Your instructions
Transcribe the records below exactly as written, from the opening line through the line that contains "Provide the mask of every instance of the elongated".

Data for analysis
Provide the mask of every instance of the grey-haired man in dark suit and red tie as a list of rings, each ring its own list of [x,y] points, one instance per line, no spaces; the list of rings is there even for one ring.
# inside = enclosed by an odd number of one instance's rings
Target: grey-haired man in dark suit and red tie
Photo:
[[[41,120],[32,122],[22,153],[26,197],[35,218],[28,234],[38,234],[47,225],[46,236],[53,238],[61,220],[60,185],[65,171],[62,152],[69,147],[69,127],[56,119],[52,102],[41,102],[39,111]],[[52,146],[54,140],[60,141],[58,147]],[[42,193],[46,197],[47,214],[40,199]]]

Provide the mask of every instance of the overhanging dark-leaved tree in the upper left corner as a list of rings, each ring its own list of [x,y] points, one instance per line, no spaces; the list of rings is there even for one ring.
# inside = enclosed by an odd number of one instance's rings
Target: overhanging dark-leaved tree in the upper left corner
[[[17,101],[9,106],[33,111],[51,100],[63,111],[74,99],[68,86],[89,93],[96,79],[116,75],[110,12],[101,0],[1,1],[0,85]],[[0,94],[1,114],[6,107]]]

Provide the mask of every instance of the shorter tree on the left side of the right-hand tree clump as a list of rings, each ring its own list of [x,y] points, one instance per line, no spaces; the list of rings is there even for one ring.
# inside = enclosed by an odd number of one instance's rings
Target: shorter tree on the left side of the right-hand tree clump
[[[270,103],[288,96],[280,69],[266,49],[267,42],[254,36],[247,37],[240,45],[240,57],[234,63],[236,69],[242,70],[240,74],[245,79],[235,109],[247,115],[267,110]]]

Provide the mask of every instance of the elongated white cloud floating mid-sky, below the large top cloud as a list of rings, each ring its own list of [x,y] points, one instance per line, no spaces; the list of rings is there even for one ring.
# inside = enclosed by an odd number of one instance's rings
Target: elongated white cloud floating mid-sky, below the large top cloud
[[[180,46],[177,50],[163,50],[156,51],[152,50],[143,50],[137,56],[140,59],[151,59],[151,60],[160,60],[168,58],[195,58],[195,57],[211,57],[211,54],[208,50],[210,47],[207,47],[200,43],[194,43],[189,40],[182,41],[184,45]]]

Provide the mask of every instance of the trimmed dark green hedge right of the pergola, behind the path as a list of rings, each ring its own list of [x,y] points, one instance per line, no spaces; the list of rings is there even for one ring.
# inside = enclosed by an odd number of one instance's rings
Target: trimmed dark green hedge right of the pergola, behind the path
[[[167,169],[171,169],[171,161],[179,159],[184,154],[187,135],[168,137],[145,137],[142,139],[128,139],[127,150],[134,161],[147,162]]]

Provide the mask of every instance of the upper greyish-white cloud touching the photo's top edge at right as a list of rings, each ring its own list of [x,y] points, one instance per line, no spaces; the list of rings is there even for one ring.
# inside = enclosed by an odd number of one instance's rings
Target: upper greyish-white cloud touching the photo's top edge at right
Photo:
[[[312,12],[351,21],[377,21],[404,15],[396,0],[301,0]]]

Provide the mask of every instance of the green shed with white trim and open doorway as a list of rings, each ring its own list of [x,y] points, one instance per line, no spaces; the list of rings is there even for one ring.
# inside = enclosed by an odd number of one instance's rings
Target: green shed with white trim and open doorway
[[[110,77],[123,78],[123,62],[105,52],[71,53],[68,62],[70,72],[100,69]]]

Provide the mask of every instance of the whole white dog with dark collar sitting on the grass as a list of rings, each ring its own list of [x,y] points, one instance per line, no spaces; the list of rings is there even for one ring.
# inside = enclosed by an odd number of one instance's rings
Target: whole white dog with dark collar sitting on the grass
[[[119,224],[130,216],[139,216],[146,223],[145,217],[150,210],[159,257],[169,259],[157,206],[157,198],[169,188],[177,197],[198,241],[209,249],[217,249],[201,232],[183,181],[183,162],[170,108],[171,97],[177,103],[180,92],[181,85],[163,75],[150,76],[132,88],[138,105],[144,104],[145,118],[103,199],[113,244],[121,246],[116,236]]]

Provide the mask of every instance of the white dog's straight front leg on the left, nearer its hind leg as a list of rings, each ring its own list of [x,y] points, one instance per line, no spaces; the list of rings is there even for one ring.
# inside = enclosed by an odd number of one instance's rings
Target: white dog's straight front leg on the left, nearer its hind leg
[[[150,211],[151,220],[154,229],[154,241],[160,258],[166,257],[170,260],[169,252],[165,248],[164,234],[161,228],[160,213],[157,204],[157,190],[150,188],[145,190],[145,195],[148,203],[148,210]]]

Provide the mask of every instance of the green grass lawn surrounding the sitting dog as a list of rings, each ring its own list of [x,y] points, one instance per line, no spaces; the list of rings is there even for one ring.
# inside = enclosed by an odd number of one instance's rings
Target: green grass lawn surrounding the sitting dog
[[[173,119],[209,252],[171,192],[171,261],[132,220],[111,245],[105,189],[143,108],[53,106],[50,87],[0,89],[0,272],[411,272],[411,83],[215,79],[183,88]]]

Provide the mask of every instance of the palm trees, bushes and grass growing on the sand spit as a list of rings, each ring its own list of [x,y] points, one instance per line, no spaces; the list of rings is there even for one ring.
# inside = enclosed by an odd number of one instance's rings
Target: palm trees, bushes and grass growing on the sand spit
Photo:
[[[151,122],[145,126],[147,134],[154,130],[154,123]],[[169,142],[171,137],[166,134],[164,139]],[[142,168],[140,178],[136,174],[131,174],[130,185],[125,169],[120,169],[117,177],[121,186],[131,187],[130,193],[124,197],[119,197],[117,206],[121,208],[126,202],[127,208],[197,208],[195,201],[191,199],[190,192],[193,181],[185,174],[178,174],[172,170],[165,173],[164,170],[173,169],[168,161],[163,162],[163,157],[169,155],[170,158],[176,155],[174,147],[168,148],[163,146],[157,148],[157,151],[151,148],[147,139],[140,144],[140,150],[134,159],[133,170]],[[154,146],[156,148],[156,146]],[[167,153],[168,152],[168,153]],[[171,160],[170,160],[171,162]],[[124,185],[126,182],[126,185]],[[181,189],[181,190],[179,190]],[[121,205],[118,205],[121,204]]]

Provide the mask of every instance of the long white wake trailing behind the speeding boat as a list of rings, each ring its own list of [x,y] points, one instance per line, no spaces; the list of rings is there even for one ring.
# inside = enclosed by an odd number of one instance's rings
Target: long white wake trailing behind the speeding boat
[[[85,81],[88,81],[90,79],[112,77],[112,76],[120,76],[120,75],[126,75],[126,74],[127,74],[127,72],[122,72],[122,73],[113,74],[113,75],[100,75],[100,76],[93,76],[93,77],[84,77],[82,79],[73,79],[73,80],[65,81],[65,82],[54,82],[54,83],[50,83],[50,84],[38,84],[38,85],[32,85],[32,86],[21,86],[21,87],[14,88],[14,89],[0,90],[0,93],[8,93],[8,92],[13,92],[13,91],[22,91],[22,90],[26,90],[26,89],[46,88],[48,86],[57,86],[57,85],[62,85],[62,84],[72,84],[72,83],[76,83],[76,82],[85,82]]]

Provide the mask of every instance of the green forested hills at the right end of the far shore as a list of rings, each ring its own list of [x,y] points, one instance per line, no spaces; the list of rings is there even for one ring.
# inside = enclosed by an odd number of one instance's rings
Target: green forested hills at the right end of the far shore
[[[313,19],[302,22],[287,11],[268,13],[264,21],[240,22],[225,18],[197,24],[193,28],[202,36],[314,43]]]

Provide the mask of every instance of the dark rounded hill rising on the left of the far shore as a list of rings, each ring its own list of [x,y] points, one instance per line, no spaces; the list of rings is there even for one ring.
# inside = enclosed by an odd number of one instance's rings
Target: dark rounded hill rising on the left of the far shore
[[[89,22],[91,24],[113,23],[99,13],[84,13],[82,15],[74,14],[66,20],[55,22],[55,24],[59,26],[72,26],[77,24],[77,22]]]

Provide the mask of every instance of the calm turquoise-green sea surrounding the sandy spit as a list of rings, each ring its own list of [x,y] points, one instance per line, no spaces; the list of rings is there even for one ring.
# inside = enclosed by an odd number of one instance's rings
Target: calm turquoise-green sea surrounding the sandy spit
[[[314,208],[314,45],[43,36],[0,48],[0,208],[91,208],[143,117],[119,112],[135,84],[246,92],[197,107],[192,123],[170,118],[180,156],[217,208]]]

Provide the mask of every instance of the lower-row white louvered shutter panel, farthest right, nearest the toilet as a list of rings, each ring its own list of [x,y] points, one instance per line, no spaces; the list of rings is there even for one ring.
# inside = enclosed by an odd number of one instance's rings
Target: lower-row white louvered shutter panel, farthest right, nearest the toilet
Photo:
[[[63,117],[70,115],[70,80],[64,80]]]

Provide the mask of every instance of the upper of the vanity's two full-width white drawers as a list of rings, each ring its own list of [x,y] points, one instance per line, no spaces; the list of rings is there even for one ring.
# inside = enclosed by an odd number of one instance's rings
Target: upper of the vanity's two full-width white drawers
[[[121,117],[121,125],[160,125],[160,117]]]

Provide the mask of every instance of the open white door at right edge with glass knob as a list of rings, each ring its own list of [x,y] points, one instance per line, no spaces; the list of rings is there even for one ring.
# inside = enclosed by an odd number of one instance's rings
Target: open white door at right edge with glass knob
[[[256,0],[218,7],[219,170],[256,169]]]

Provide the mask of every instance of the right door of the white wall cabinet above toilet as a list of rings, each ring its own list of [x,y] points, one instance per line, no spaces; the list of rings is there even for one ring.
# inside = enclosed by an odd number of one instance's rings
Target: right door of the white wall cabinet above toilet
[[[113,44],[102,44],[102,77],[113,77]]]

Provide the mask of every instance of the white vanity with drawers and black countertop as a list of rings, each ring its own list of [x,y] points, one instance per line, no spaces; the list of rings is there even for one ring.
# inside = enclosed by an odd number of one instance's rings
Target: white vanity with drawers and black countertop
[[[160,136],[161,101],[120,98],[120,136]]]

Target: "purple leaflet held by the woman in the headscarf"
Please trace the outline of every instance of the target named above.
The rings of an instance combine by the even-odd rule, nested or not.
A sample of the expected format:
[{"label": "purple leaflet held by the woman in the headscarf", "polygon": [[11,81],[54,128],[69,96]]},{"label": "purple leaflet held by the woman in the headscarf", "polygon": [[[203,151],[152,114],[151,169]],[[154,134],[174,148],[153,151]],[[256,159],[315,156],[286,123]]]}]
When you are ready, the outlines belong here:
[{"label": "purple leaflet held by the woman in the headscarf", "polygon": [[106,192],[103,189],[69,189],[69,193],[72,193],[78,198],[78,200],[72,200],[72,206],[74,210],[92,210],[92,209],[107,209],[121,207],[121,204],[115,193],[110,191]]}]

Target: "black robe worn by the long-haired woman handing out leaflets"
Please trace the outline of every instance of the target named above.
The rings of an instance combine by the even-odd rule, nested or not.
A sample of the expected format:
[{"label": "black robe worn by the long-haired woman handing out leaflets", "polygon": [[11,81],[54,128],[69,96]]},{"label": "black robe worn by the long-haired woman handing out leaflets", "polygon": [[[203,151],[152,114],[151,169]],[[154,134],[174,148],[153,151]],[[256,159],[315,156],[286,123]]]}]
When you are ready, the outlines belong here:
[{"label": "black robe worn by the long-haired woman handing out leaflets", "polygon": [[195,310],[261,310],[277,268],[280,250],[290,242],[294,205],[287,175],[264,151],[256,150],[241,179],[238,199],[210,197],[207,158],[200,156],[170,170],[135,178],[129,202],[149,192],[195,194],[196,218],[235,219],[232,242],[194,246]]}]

Task solution
Provide the mask of every instance of the grey-haired man in dark suit and red tie as a list of rings, each ring its own list of [x,y] points, one instance per line, no spaces; the list of rings is there even for one ring.
# inside = enclosed by an odd number of one instance's rings
Target: grey-haired man in dark suit and red tie
Photo:
[[[41,120],[32,122],[22,153],[26,197],[35,218],[28,234],[38,234],[47,225],[46,236],[53,238],[61,220],[60,185],[65,171],[62,152],[69,147],[69,127],[56,119],[52,102],[41,102],[39,111]],[[52,146],[54,140],[60,141],[58,147]],[[42,193],[46,197],[47,214],[40,199]]]

Provide the mask of every instance of the overhanging dark-leaved tree in the upper left corner as a list of rings, each ring its own list of [x,y] points, one instance per line, no spaces; the list of rings is there even for one ring.
# inside = enclosed by an odd number of one instance's rings
Target: overhanging dark-leaved tree in the upper left corner
[[[17,101],[9,106],[33,111],[51,100],[63,111],[74,99],[68,86],[89,93],[96,79],[116,75],[110,12],[101,0],[1,1],[0,85]],[[0,94],[1,114],[6,107]]]

Provide the mask of every instance of the shorter tree on the left side of the right-hand tree clump as a list of rings, each ring its own list of [x,y] points, one instance per line, no spaces; the list of rings is there even for one ring.
# inside = enclosed by an odd number of one instance's rings
Target: shorter tree on the left side of the right-hand tree clump
[[[270,103],[288,96],[280,69],[266,49],[267,42],[254,36],[247,37],[240,45],[240,57],[234,63],[236,69],[242,70],[240,74],[245,79],[235,109],[247,115],[267,110]]]

Provide the mask of every instance of the elongated white cloud floating mid-sky, below the large top cloud as a list of rings, each ring its own list of [x,y] points, one instance per line, no spaces; the list of rings is there even for one ring.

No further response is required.